Given entries:
↓↓↓
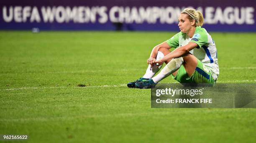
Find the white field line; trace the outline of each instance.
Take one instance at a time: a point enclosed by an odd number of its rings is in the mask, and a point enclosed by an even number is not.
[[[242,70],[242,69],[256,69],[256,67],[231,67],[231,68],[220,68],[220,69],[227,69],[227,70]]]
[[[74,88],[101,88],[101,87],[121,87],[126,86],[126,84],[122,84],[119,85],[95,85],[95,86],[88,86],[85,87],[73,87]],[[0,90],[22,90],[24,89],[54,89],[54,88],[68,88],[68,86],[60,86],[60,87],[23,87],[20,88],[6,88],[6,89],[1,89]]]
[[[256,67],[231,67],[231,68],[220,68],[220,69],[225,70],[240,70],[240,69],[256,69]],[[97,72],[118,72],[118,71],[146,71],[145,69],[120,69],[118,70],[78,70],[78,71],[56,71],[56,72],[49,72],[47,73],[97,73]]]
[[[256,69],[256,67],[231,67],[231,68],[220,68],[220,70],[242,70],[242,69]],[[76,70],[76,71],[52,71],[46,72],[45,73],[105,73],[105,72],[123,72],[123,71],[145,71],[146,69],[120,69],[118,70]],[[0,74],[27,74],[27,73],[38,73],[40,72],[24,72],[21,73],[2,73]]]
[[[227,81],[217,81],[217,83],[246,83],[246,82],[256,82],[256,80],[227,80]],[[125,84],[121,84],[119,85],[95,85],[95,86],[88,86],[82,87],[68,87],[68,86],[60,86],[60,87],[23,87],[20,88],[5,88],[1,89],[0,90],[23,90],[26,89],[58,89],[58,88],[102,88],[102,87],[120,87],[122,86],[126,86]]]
↑↑↑
↓↓↓
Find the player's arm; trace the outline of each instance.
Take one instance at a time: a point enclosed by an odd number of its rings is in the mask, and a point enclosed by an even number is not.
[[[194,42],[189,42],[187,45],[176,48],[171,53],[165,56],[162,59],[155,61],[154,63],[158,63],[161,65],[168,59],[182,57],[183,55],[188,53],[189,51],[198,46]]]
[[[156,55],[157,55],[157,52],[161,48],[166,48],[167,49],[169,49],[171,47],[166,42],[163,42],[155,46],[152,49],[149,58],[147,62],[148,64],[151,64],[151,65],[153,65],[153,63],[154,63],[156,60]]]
↑↑↑
Goal: Please pull out each line of the records that contains the word "Find", and copy those lines unchanged.

Reply:
Find the white field line; trace the outline of each instance.
Find the player's arm; trace the outline of each instance.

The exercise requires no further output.